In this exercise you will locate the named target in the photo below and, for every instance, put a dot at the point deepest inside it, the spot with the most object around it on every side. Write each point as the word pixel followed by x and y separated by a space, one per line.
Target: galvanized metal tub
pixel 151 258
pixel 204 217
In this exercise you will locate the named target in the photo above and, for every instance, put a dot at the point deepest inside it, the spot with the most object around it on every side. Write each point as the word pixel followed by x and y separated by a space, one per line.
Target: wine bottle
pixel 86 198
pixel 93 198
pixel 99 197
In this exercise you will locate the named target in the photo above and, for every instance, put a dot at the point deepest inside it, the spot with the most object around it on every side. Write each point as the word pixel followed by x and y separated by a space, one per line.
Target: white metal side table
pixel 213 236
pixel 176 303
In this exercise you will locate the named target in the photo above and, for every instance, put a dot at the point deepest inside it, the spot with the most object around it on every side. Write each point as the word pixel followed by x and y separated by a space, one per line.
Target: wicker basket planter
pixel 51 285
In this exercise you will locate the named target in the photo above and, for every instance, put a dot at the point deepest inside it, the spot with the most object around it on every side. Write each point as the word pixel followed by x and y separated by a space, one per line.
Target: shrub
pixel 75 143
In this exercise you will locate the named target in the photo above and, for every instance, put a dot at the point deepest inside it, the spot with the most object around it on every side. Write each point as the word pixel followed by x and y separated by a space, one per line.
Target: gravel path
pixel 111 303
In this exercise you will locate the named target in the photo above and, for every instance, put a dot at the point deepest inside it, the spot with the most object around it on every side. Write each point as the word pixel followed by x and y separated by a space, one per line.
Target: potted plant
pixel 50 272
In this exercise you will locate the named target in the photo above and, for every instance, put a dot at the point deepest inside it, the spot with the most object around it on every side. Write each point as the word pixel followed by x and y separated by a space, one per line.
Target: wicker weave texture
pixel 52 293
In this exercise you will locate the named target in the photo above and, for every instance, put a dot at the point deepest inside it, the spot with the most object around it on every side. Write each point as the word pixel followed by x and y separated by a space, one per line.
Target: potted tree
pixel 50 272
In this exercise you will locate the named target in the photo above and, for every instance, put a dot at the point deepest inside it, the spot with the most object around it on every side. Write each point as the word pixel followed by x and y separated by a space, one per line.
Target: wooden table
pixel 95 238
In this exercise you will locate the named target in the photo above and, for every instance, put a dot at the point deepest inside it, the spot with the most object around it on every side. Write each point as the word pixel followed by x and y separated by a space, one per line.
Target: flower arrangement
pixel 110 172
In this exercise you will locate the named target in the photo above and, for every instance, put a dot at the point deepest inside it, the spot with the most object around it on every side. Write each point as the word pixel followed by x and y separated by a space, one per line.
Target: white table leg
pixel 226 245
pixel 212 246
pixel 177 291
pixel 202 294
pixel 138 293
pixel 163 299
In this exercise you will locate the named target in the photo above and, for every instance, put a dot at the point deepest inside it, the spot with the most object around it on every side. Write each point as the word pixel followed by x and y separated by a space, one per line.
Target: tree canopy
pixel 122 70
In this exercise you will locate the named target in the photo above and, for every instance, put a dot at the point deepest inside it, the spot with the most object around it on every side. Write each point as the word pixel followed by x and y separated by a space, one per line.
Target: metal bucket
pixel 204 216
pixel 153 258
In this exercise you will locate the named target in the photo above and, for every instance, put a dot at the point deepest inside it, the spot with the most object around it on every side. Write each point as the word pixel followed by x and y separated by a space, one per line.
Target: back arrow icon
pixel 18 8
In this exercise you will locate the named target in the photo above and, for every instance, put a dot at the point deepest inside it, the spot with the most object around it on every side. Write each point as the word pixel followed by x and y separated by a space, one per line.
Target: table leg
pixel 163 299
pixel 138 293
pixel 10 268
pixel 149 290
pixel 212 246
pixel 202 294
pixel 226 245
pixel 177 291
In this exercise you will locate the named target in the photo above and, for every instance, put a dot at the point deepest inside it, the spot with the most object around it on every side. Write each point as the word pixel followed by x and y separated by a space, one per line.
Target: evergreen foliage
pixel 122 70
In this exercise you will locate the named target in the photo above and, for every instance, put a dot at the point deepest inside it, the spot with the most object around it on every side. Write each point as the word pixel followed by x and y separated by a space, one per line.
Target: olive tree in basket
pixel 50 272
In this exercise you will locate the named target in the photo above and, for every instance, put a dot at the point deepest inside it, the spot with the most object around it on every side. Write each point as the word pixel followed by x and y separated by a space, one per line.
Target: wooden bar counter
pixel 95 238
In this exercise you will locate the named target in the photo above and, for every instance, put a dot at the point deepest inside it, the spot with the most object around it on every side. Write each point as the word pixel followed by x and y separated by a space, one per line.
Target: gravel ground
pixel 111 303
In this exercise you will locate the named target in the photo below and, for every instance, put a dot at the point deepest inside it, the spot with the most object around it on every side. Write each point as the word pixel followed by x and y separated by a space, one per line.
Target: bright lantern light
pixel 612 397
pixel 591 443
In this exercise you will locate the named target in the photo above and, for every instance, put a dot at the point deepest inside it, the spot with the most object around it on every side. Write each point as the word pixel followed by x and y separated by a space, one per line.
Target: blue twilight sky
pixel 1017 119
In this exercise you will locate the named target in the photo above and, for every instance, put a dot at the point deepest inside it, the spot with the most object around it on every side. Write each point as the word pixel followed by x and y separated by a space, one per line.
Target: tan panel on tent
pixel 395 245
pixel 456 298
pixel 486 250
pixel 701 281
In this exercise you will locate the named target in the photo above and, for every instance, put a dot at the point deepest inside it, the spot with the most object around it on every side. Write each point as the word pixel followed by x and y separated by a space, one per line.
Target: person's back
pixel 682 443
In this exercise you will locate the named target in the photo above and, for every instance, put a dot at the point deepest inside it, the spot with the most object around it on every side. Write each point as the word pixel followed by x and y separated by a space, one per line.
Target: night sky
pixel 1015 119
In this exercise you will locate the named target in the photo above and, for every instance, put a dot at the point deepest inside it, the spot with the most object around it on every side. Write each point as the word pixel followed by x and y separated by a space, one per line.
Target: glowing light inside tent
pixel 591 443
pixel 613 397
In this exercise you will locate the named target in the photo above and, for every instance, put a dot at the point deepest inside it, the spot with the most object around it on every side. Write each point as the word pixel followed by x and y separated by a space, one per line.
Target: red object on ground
....
What you have to do: Write every entry out again. Leave each one exactly as it is.

Exercise output:
In this exercise you will locate the named target in the photo below and, for every instance, put a dot at the point deepest inside it, the spot with the most object around it on every side. Write each point as the word pixel followed by x and y separated by a space, one per line.
Target: galvanized metal tub
pixel 151 258
pixel 204 217
In this exercise you will locate the named target in the photo above and, for every instance, put a dot at the point deepest inside it, the spot with the most object around it on every side. Write each point as the word pixel followed by x and y separated by a space, one per line.
Target: wine bottle
pixel 86 198
pixel 93 198
pixel 99 197
In this exercise you will locate the named target in the photo above and, for every instance, put a dot at the point deepest inside it, the spot with the most object around it on every side. Write each point as the word pixel followed by x and y separated by a space, one per line.
Target: white metal side table
pixel 213 236
pixel 176 303
In this exercise you will locate the named target in the photo above and, for every instance, put a dot at the point deepest inside it, the spot with the most object around it on every side. Write each point as the word pixel followed by x and y separated by a space, one per line.
Target: wicker basket planter
pixel 51 285
In this exercise you will locate the named target in the photo above and, for every instance, put a dot at the point deepest inside it, the spot with the most object around it on every side. Write each point as the word pixel followed by x and y separated by a space, one per line.
Target: shrub
pixel 75 143
In this exercise you will locate the named target in the photo above and, for every instance, put a dot at the point deepest inside it, the spot with the most object around it on every side. Write each point as the word pixel followed by x and y separated by a space, one per line.
Target: gravel path
pixel 111 303
In this exercise you will locate the named target in the photo above and, for every instance, put a dot at the point deepest inside it, the spot with the most object around it on every side. Write each point as the word pixel followed by x and y separated by a space, one per line.
Target: potted plant
pixel 50 272
In this exercise you will locate the named target in the photo above and, for every instance, put a dot at the point deepest inside it, the spot with the most object around it on every side. Write each point as the word pixel followed by x and y separated by a space, one per line.
Target: wicker weave texture
pixel 52 293
In this exercise you will locate the named target in the photo above and, for every instance, put a dot at the point deepest inside it, the spot with the most object around it on every side. Write each point as the word pixel followed by x and y separated by a space, one per line.
Target: potted tree
pixel 50 272
In this exercise you will locate the named target in the photo above and, for every instance, put a dot at the point deepest inside it, the spot with the most object around it on every side. Write each point as the word pixel followed by x and y separated by a space, one per line.
Target: wooden table
pixel 95 238
In this exercise you will locate the named target in the photo above and, for every instance, put a dot at the point deepest inside it, the spot with the most object around it on every side. Write each point as the word pixel followed by x and y separated by a space, one per line.
Target: flower arrangement
pixel 110 172
In this exercise you will locate the named target in the photo above and, for every instance, put a dot at the point deepest inside it, the spot with the most object around it on every side. Write each point as the word pixel followed by x and y separated by a space, one per line.
Target: white table leg
pixel 226 245
pixel 212 246
pixel 177 291
pixel 202 294
pixel 138 293
pixel 163 299
In this exercise you will locate the named target in the photo above and, for every instance, put a dot at the point deepest inside it, the spot with the most object around it on every side. Write each point as the word pixel followed by x and y separated by a space, one per line.
Target: tree canopy
pixel 122 70
In this exercise you will locate the named target in the photo above and, for every instance, put a dot at the point deepest inside it, the spot with the most object around it on every side. Write each point as the word pixel followed by x and y separated by a space, one per line.
Target: metal bucket
pixel 204 216
pixel 153 258
In this exercise you will locate the named target in the photo above and, for every instance, put a dot at the point deepest inside it, the spot with the most object around it on every side. Write each point as the word pixel followed by x and y separated by a space, one per line.
Target: back arrow icon
pixel 18 8
In this exercise you will locate the named target in the photo above and, for every instance, put a dot at the point deepest inside it, the spot with the most object around it on every side. Write each point as the word pixel followed by x and y separated by a space, one per line.
Target: table leg
pixel 163 299
pixel 138 293
pixel 10 268
pixel 149 290
pixel 212 246
pixel 202 294
pixel 226 245
pixel 177 291
In this exercise you will locate the named target in the photo above and, for every instance, put a dot at the point deepest inside it, the spot with the most object around it on every side. Write each point as the word pixel followed by x and y separated by a space, one per line.
Target: evergreen foliage
pixel 122 70
In this exercise you will locate the named target in the photo above and, for every instance, put a dot at the point deepest inside it, the spot with the most object around it on every side. Write each point as the word pixel followed by x and y separated by a space, one per line.
Target: olive tree in basket
pixel 50 272
In this exercise you will locate the named target in the photo above and, for every instance, put a dot at the point deepest inside it, the spot with the most object around it on every side. Write each point as the word pixel followed by x and y separated by a space, one per line.
Target: wooden bar counter
pixel 95 238
In this exercise you will locate the named target in the photo above and, for every instance, put a dot at the point deepest inside it, the spot with the most object around it on every side. Write each point as the word pixel followed by x and y separated by a space, one per line.
Target: gravel ground
pixel 111 303
In this exercise you will locate the named target in the photo below and, for every instance, put a dot at the point deepest inside it, the spot with the most object around it on every side. Write each point as the word pixel followed by x and y separated by a space, one per line.
Target: bright lantern light
pixel 612 397
pixel 591 443
In this exercise you will locate the named target in the photo above and, for every instance, put a dot at the point deepest inside it, the spot with the most object around it on every side. Write each point as the word pixel followed by x and y separated by a space, one per line.
Target: blue twilight sky
pixel 1017 119
In this exercise you will locate the named target in the photo above and, for every instance, put a dot at the point deepest inside it, the spot with the most object around it on every side. Write each point as the word pixel followed by x and y separated by a space, one per line.
Target: tan panel on tent
pixel 395 245
pixel 456 298
pixel 486 250
pixel 701 281
In this exercise you will locate the named target in the photo above and, for every instance, put a dot at the point deepest inside it, the spot with the most object around it on every side. Write each point as the word pixel followed by x and y separated by a space, one per line.
Target: person's back
pixel 682 443
In this exercise you will locate the named target in the photo above and, for every instance, put a dot at the point deepest inside it, the spot with the most object around it on every side. Write each point as the word pixel followed by x and y separated by a space, one per line.
Target: night sky
pixel 1015 119
In this exercise you will locate the named target in the photo above and, for every instance, put a dot at the point deepest inside it, the spot with the most object around it on every side. Write each point as the word pixel followed by x and y separated by a space, one per line.
Target: glowing light inside tent
pixel 591 443
pixel 613 397
In this exercise you will locate the named target in the photo above and, for every instance, put a dot at the point deepest inside it, the spot with the most object around it on every side. Write each point as the word pixel followed by x and y separated by a space, one per line.
Target: red object on ground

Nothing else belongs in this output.